Your goal: Please lay out every line of the material below as a numbered list, skipping blank lines and leaving out the pictures.

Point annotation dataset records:
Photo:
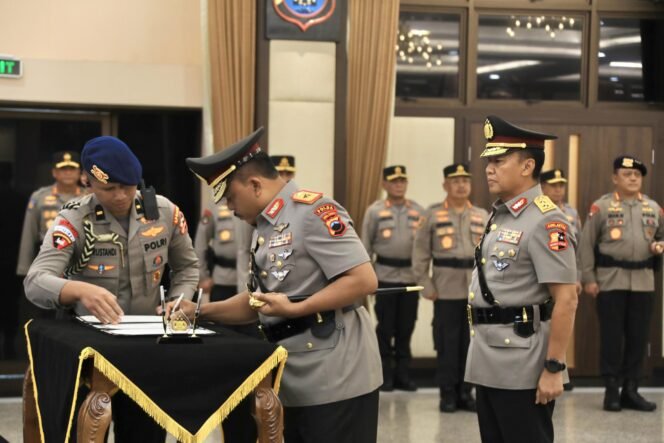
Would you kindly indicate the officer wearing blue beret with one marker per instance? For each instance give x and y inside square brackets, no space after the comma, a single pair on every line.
[106,252]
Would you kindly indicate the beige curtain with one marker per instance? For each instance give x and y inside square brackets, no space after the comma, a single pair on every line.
[371,62]
[232,41]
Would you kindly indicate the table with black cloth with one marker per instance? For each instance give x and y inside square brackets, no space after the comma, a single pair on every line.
[188,389]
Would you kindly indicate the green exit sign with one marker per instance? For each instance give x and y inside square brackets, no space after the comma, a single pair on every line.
[10,67]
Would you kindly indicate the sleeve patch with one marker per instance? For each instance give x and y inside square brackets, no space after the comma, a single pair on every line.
[594,209]
[335,226]
[64,234]
[308,197]
[557,232]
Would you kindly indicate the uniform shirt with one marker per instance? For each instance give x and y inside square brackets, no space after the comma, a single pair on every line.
[43,207]
[301,247]
[130,267]
[388,231]
[528,246]
[444,233]
[229,237]
[624,230]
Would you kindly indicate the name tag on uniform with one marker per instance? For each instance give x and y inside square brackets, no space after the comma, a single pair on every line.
[509,236]
[281,240]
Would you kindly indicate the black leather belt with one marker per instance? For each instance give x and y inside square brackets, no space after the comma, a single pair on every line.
[394,262]
[322,324]
[606,261]
[453,262]
[510,314]
[225,262]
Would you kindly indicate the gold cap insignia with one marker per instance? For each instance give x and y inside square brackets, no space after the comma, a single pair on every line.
[99,174]
[488,130]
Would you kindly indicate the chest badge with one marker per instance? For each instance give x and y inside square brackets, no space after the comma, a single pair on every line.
[500,264]
[281,240]
[280,275]
[280,227]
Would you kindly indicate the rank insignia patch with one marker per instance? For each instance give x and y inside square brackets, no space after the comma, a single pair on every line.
[275,207]
[308,197]
[100,269]
[335,226]
[64,234]
[304,13]
[509,236]
[280,240]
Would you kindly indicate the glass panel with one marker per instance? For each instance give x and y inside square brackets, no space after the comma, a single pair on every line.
[428,55]
[529,57]
[630,55]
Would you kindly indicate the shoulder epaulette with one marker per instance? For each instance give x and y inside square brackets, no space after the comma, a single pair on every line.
[74,204]
[544,203]
[307,197]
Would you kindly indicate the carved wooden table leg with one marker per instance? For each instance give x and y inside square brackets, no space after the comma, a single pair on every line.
[30,420]
[95,413]
[268,413]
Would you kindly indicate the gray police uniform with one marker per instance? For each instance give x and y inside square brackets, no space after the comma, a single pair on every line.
[86,243]
[615,254]
[229,239]
[303,241]
[388,231]
[447,240]
[43,207]
[527,245]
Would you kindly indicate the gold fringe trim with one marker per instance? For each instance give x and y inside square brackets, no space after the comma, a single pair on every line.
[277,359]
[34,381]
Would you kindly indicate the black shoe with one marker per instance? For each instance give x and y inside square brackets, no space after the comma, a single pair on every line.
[405,384]
[631,399]
[466,400]
[448,400]
[612,396]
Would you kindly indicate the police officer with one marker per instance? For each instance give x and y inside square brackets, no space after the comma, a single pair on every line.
[285,165]
[523,264]
[310,273]
[447,238]
[387,231]
[44,205]
[622,235]
[105,254]
[222,239]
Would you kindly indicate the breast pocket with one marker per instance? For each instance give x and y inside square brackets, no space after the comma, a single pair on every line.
[501,265]
[155,262]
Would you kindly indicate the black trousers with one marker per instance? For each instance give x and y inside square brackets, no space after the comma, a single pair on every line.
[624,326]
[348,421]
[451,337]
[396,315]
[511,416]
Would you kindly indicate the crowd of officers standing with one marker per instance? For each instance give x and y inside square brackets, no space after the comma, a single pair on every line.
[438,248]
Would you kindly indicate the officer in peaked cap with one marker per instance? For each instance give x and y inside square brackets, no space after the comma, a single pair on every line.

Answer to the task:
1. Photo:
2. Would you kindly indicate the officer wearing blue beret with one marker per instance? For each instance give x and y inside square brackets, no space after the comma, a single pair on every line.
3. [106,252]
4. Would you kindly indicate the beige curtain with one marker per instance? For each instance give x and y inside square brackets, no space after the comma, a single pair on every line.
5. [371,62]
6. [232,41]
7. Would you kindly indicate the table with black cloth with one marker per instance? For each instance give x and y inside square brackets, no space after the comma, a single pair on every line.
8. [188,389]
9. Would you kindly indicate the green exit sign with one marker per instance? For each instance give x and y inside square brackets, no space after the comma, a single pair on every line.
10. [10,67]
11. Would you kindly indicate the sleeve patch with one marker per instance? For each instance give x and y inside square brackets, no space after the comma, a single pair on every line.
12. [594,209]
13. [335,226]
14. [64,234]
15. [308,197]
16. [557,232]
17. Would you kindly indicate the uniform shirt with one marker per instance? For each instance give x and y inside square brackets, no space after the comma, a single pair on every line.
18. [43,207]
19. [301,247]
20. [130,267]
21. [388,231]
22. [528,246]
23. [444,233]
24. [229,237]
25. [624,230]
26. Would you kindly indicate the name tag on uniform with one marker per instance? For each instance give x and y inside square brackets, no space after the comma, a single pair on every line.
27. [509,236]
28. [281,240]
29. Would you kindly indicate the black leather belt with one marker per instance? For each instance give x and y inside square brackets, no space after the comma, a single pair on every line.
30. [394,262]
31. [322,324]
32. [606,261]
33. [453,262]
34. [510,314]
35. [225,262]
36. Would you kindly indicate the gold cap insignia with one marker per instance? For each instance give x and y inside square brackets, no space after the comma, a single pair on every line.
37. [99,174]
38. [488,130]
39. Would you kindly indicate the chest badge with one marker per instance? For each instance give x and y inside square brackets, no space after the comma, a single pair on every line.
40. [500,264]
41. [281,240]
42. [280,275]
43. [280,227]
44. Would you kindly indicate the rank insignia patch with one marker per instance? For each instance give x and y inside square brackets, no space after the comma, a single pair on every line.
45. [275,207]
46. [308,197]
47. [100,269]
48. [335,226]
49. [64,234]
50. [304,13]
51. [509,236]
52. [280,240]
53. Would you kindly indicate the glass panel with one marker per instance? For each instance give x and y inside square brackets, no space after the comma, a single pair on every line.
54. [428,55]
55. [529,57]
56. [630,55]
57. Would you kindly indicate the shoulder epaulette with one marker per instance? For each instance give x and y inside square brackets, no space after the comma, a single pair on every line.
58. [74,204]
59. [544,203]
60. [307,197]
61. Would you kindly indicate the carved wooden table leg with one marker per instance? For each instance give x and y inside square brackets, no space after the comma, a single pair on every line.
62. [30,420]
63. [95,413]
64. [268,413]
65. Would you kindly indicate the gray police uniform with one marker per instance? For each instance give x and y inside square brackets, no space after the comma, a single pair on every line.
66. [86,243]
67. [615,254]
68. [229,239]
69. [303,241]
70. [388,231]
71. [447,240]
72. [43,207]
73. [527,245]
74. Would you kindly indicate the gold fringe trim with one marker per instance? For each instance give x and y inside square brackets, no space after the comma, a single pair on every line.
75. [277,359]
76. [34,381]
77. Would you kindly indicate the black shoe with one marker per instance? For each instance give x and y inside square brackets, no space after the comma, a single pair on every line.
78. [405,384]
79. [631,399]
80. [466,400]
81. [448,400]
82. [612,396]
83. Would you kindly indicate the police officer with one marker per instance? For each instance give x and y inside square brackets, no space after the comma, a single pair on every line.
84. [285,165]
85. [523,264]
86. [310,273]
87. [447,238]
88. [387,231]
89. [44,205]
90. [622,235]
91. [105,254]
92. [222,239]
93. Would you kindly indicate the breast pocket with one marker per instance? For each instance give x and y inside square brackets, no space after the comma, a single pair on every line.
94. [501,265]
95. [155,262]
96. Would you kindly indicate the black trousers with one marker per instance? For each instance give x and y inside square brackets, no space after the comma, a single pair on every line.
97. [624,326]
98. [348,421]
99. [451,337]
100. [396,315]
101. [511,416]
102. Would you kindly indicate the crowd of officers standing with one marker per instance? For each instance give x and y inside square brackets, no space after the comma, a single pair on every line.
103. [438,248]
104. Would you kindly indicate the officer in peaked cap with one marker per instance? For each instance give x and y inside square brackets, no space after the comma, a single pair on every line.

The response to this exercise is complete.